Location annotation dataset excerpts:
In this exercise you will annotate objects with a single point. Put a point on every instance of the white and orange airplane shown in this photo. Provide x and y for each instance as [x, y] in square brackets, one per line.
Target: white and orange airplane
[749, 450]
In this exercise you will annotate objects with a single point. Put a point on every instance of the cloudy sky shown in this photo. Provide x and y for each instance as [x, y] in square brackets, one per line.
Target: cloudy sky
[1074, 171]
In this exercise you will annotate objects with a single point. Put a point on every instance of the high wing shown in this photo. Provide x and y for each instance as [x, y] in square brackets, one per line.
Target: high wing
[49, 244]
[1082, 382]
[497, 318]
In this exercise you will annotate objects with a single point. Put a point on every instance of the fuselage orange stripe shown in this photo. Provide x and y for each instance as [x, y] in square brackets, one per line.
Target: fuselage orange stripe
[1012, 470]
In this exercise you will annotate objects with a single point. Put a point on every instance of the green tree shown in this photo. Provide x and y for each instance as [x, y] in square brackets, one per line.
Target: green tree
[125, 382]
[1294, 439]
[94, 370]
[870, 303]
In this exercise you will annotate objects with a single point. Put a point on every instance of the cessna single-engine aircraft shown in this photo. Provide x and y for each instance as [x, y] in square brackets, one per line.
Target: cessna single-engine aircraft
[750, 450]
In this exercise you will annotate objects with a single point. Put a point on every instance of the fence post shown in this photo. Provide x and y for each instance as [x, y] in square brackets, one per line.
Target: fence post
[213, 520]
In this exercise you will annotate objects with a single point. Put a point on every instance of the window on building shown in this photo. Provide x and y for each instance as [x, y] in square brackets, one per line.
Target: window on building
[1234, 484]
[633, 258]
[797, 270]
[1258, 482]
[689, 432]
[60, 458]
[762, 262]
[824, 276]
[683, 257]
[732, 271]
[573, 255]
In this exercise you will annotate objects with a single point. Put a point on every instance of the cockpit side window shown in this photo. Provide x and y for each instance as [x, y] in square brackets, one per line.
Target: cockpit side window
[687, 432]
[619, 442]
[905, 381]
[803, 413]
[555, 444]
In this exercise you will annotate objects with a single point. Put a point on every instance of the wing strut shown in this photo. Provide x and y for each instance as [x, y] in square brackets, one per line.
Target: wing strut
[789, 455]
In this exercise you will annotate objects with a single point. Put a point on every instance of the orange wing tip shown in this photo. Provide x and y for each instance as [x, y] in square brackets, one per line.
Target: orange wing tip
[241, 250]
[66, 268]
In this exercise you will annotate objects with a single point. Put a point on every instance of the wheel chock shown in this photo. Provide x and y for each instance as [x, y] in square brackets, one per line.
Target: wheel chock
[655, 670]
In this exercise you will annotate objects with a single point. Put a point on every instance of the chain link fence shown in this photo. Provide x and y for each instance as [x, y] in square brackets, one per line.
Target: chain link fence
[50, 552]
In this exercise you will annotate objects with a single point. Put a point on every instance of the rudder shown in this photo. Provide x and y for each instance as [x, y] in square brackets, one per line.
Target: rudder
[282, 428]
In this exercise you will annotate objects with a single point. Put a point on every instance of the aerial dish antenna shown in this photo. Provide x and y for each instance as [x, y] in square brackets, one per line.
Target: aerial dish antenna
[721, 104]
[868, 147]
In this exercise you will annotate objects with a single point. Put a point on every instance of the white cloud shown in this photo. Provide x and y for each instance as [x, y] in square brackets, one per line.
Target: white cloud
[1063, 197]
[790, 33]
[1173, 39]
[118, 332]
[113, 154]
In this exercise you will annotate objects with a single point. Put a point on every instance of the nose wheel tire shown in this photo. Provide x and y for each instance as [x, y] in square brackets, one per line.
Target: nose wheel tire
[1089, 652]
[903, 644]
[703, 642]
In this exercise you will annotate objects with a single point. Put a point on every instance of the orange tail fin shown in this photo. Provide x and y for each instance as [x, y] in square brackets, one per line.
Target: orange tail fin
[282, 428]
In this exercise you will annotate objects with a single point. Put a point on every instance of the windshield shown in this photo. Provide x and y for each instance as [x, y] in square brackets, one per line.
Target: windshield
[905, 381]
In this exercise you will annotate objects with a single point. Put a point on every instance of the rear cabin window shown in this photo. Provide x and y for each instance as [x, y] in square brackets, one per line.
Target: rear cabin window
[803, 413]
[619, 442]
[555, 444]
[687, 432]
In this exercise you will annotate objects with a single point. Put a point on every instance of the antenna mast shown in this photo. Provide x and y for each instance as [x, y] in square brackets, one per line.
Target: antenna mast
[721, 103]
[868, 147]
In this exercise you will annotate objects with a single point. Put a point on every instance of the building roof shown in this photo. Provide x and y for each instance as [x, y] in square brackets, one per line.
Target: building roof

**Description of the task**
Repeat the material above in full, exactly as it stands.

**Exercise output**
In this exercise you will annotate objects with a single point. Put a point on every instance of the white and orange airplane shown in this photo. Provide x and y for each instance as [x, y] in square brackets, one per line.
Target: white and orange airplane
[749, 450]
In this exercise you will annotate objects with a single point. Put a point on every instance of the cloudy sky shown in this photo. Provide x and y for each instance as [x, y] in square brackets, one per line.
Target: cloudy sky
[1074, 171]
In this exercise you will annotate objects with a single point. Put a point on every instance of the high wing shown in this photo. Provide x and y for each instance as [x, y] in square brackets, one per line.
Target: high wing
[49, 244]
[1082, 382]
[497, 318]
In this exercise you will annotate objects with a single point. Put a point on every instance of the fuselage orange stripe shown in this photo. Provide x and y for each instance as [x, y] in square brackets, one per line.
Target: fuselage orange stripe
[1012, 470]
In this exercise you will annotate objects with a single point. Put a point on every instance of the green tree shown in this photo. Provide x and y for each instance as [x, y] in square brackets, one per line.
Target: green tree
[125, 382]
[1294, 439]
[94, 370]
[870, 303]
In this exercise you will annotate objects with a single point. Put a point on every instance of the cessna single-engine aircraft shown in this photo. Provide x and y for each instance as [x, y] in square brackets, one per line.
Target: cessna single-engine aircraft
[750, 450]
In this exercise you will annotate objects with a single point. Put a point on every instance of the fence post shown in this photo. Provide x and y for each instance as [x, y] in square brackets, one per line.
Target: fence post
[213, 520]
In this exercise you will annotate objects with a single point. Put a point on every instance of the window on building shown in this photo. Provide x and y for each instance as [x, y] in square brackets, one per line.
Target: window on building
[1234, 484]
[633, 258]
[797, 270]
[1258, 482]
[689, 432]
[60, 458]
[762, 262]
[824, 276]
[683, 257]
[732, 271]
[573, 255]
In this exercise you will annotate objects with a single point. Put a point on every instance of the cockpit side window shown in this photo. Provide x and y for each instance as [x, y] in square brackets, one per line.
Target: cockpit side window
[687, 432]
[619, 442]
[905, 381]
[803, 413]
[555, 444]
In this exercise you will annotate objects with a single point. Put a point on every instance of the wing strut shown in this photo. Provide x and y for each instance as [x, y] in square brackets, one per line.
Target: wing strut
[789, 455]
In this exercise you will annotate objects with a single point. Put a point on every instance of the orange wing tip shown in this photo. Provide x and y for each instance as [x, y] in square brackets, one per line.
Target: orange wing tip
[241, 250]
[66, 268]
In this exercise you will annotate objects with a single point. Put a point on every instance of the wheel chock shown in this photo. Provide x and y for each instance as [x, y] in square brackets, one per line.
Target: wheel chock
[655, 670]
In this exercise you will annotate objects with a single point. Put a point on every instance of the chain link fence shown in this photo. Provide x and y for each instance as [x, y] in square brackets, one per line.
Target: chain link fence
[50, 552]
In this exercise you will annotate objects with a single point. Put a point on every instance of the rudder shown in this photo. Provide x and y for each instance as [x, y] in square brackets, one per line.
Target: rudder
[282, 428]
In this exercise you will annotate objects with a single point. Put a point on every instance of the aerial dish antenna shown in this photo. Provide x and y for each instance as [x, y] in square brackets, one per line.
Target: aerial dish antenna
[721, 104]
[868, 147]
In this exercise you will annotate objects with a single point. Put a point on every instance of the white cloud shown in this photo. Provide x and y for each instance as [x, y] in square brackets, one per line.
Target: white cloud
[1063, 197]
[790, 33]
[1173, 39]
[118, 332]
[113, 154]
In this exercise you will annotate objects with a single point. Put a point on every instance of the nose wheel tire shown in this photo. Provide x and y for each instance as [x, y] in square brackets, one per line.
Target: nose wheel tire
[1089, 652]
[903, 644]
[703, 642]
In this exercise you will annotate objects with a single point. Put a point on every instance of the orange tail fin shown in this photo. Provide x and y for each instance as [x, y] in square brackets, one per line.
Target: orange tail fin
[282, 428]
In this exercise you will annotate objects with a single point. Put a point on every instance of the windshield shown in this photo. Provide x and y for each instance as [x, y] in square brackets, one per line.
Target: windshield
[905, 381]
In this exercise you will annotate objects with a single point. Put a point on every instance of the rear cabin window shown in this photo. Provide x and y for each instance as [x, y] in square brackets, one per line.
Target: rear cabin window
[803, 413]
[619, 442]
[555, 444]
[687, 432]
In this exercise you will annotate objects with a single point. Put a point on every instance of the antenna mast shown in this photo. Provide x and y for each instance as [x, y] in square brackets, one per line.
Target: antenna mast
[721, 103]
[868, 147]
In this exercise you will annotate objects with a single point. Put a point on every instance of the building roof shown in this photo. Provide x and y for each instance as [x, y] in square brackets, one per line.
Target: building roof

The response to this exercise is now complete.